> **WORK TO BE COMPLETED**
Output each line of the material exactly as it stands.

++++++

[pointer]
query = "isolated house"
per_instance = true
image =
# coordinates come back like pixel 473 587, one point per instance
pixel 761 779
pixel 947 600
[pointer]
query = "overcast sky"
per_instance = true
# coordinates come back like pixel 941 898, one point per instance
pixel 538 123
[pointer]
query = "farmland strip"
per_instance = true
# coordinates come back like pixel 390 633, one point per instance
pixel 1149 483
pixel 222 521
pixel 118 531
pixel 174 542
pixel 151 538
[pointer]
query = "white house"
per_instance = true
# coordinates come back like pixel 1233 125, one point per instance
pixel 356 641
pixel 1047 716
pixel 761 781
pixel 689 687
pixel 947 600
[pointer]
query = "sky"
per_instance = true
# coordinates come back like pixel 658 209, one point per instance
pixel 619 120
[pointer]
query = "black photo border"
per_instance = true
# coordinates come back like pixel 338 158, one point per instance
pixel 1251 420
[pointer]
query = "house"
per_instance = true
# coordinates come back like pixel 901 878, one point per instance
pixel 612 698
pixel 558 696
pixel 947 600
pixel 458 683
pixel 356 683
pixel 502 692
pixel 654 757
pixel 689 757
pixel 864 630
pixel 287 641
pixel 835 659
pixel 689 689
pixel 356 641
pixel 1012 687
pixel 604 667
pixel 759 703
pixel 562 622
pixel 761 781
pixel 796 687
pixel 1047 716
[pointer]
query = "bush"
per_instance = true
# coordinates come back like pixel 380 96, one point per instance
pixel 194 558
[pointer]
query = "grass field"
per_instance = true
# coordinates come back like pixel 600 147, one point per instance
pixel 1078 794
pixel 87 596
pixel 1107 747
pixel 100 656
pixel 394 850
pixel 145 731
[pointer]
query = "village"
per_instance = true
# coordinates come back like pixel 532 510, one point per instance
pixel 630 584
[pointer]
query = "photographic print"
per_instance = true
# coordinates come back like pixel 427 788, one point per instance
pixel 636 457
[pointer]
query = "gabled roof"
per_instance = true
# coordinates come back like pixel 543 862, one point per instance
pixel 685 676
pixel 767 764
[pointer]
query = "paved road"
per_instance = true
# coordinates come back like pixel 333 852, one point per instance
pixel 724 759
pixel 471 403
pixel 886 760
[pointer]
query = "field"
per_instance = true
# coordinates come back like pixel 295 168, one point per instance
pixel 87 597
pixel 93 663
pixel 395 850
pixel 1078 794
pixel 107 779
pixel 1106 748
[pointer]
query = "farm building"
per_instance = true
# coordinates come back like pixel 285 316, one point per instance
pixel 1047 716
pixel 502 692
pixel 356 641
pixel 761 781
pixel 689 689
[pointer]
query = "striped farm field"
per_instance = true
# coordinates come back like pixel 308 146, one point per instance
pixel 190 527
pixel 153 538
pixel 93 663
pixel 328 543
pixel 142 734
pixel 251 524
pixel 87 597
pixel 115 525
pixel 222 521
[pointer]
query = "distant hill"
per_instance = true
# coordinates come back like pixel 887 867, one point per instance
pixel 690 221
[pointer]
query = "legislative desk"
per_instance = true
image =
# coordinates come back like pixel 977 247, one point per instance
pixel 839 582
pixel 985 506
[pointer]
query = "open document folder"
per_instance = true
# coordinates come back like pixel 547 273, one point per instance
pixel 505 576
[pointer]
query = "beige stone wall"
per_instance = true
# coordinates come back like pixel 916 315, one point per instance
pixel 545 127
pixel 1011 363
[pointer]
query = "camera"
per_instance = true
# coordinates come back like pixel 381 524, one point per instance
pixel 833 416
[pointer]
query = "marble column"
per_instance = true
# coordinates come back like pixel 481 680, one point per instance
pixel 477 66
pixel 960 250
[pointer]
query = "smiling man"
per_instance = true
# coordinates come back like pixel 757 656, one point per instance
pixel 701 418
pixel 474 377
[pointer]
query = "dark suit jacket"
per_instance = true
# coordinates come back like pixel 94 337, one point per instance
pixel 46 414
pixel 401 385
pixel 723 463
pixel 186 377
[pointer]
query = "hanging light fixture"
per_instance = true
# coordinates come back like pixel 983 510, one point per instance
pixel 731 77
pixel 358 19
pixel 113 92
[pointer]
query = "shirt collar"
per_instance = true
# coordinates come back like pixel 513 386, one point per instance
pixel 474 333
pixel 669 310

++++++

> **RESULT OF THIS TASK**
[pointer]
query = "isolated house"
per_instance = true
image =
# coordinates come back like pixel 473 587, one point per instance
pixel 761 779
pixel 947 600
[pointer]
query = "overcast sky"
per_instance = true
# coordinates come back like pixel 941 898, one point per instance
pixel 538 123
[pointer]
query = "farmland strip"
per_instance = true
# coordinates come back like pixel 390 633, one point per instance
pixel 1149 483
pixel 222 521
pixel 118 531
pixel 174 542
pixel 151 538
[pointer]
query = "white house"
per_instance = true
# coordinates come back like pixel 1233 125, one point per instance
pixel 356 641
pixel 1047 716
pixel 761 781
pixel 689 687
pixel 947 600
[pointer]
query = "sky"
per_instance = true
# coordinates come back like pixel 658 209, one point per instance
pixel 619 120
[pointer]
query = "black photo border"
per_instance = true
# coordinates come back like pixel 338 158, one point per instance
pixel 1251 420
[pointer]
query = "house"
per_instance = true
# coordinates come back like pixel 901 878, one point per instance
pixel 612 698
pixel 558 696
pixel 947 600
pixel 458 683
pixel 356 683
pixel 502 692
pixel 654 757
pixel 689 757
pixel 864 630
pixel 287 641
pixel 835 659
pixel 689 689
pixel 356 641
pixel 1012 687
pixel 604 667
pixel 759 703
pixel 562 622
pixel 761 781
pixel 796 687
pixel 1047 716
[pointer]
query = "bush"
per_instance = true
# coordinates come back like pixel 380 96, one point per instance
pixel 194 558
[pointer]
query = "grass field"
per_instance = true
# coordinates come back like pixel 600 147, one point per instance
pixel 1078 794
pixel 87 596
pixel 1107 747
pixel 100 656
pixel 394 850
pixel 145 731
[pointer]
query = "village"
per_instance = true
# coordinates come back like pixel 532 510, one point per instance
pixel 630 584
[pointer]
query = "photographic print"
per_instance = true
# coordinates come back like pixel 427 788, one point per instance
pixel 636 457
[pointer]
query = "gabled roof"
per_instance = true
# coordinates come back like pixel 543 862, one point per instance
pixel 685 676
pixel 767 764
[pointer]
query = "paved road"
per_instance = true
# coordinates come back like pixel 333 852, one point per instance
pixel 724 759
pixel 471 403
pixel 886 760
[pointer]
query = "field"
per_instance = true
# coordinates come back like pixel 295 168, one point per instance
pixel 87 597
pixel 93 663
pixel 395 850
pixel 1078 794
pixel 107 779
pixel 1106 748
[pointer]
query = "farm building"
per_instance = true
# coordinates come back like pixel 285 316, one point per instance
pixel 1047 716
pixel 502 692
pixel 356 641
pixel 761 781
pixel 689 689
[pointer]
query = "striped farm field"
per_instance = true
# coordinates come back like pixel 308 146, one point per instance
pixel 190 527
pixel 153 538
pixel 93 663
pixel 328 543
pixel 142 734
pixel 251 524
pixel 87 597
pixel 115 525
pixel 222 521
[pointer]
query = "distant hill"
per_instance = true
# coordinates come back like pixel 887 867, one point per instance
pixel 690 221
[pointer]
query = "legislative desk"
per_instance = true
image =
# coordinates come back like pixel 977 247, one point per instance
pixel 839 582
pixel 985 506
[pointer]
query = "open document folder"
per_instance = true
# coordinates come back like pixel 547 273, one point per instance
pixel 505 576
[pointer]
query = "beige stone wall"
per_instance = true
# coordinates come back like pixel 916 315, one point per instance
pixel 545 127
pixel 1011 363
[pointer]
query = "camera"
per_instance = true
# coordinates come back like pixel 381 524, one point per instance
pixel 833 416
[pointer]
query = "marble column"
per_instance = true
# coordinates come back like pixel 481 680, one point per instance
pixel 477 66
pixel 960 250
[pointer]
query = "smiling man"
per_instance = true
# coordinates come back like pixel 757 656, one point per instance
pixel 701 418
pixel 474 377
[pointer]
query = "dark suit jacket"
per_instance = true
# coordinates come back like pixel 94 337, one point per instance
pixel 46 414
pixel 401 385
pixel 723 463
pixel 186 377
[pointer]
query = "hanging light fixture"
per_instance = true
# coordinates come back like pixel 983 510, one point per instance
pixel 731 77
pixel 358 19
pixel 113 92
[pointer]
query = "shirt collar"
per_instance = true
# coordinates come back like pixel 513 386, one point per instance
pixel 474 333
pixel 669 310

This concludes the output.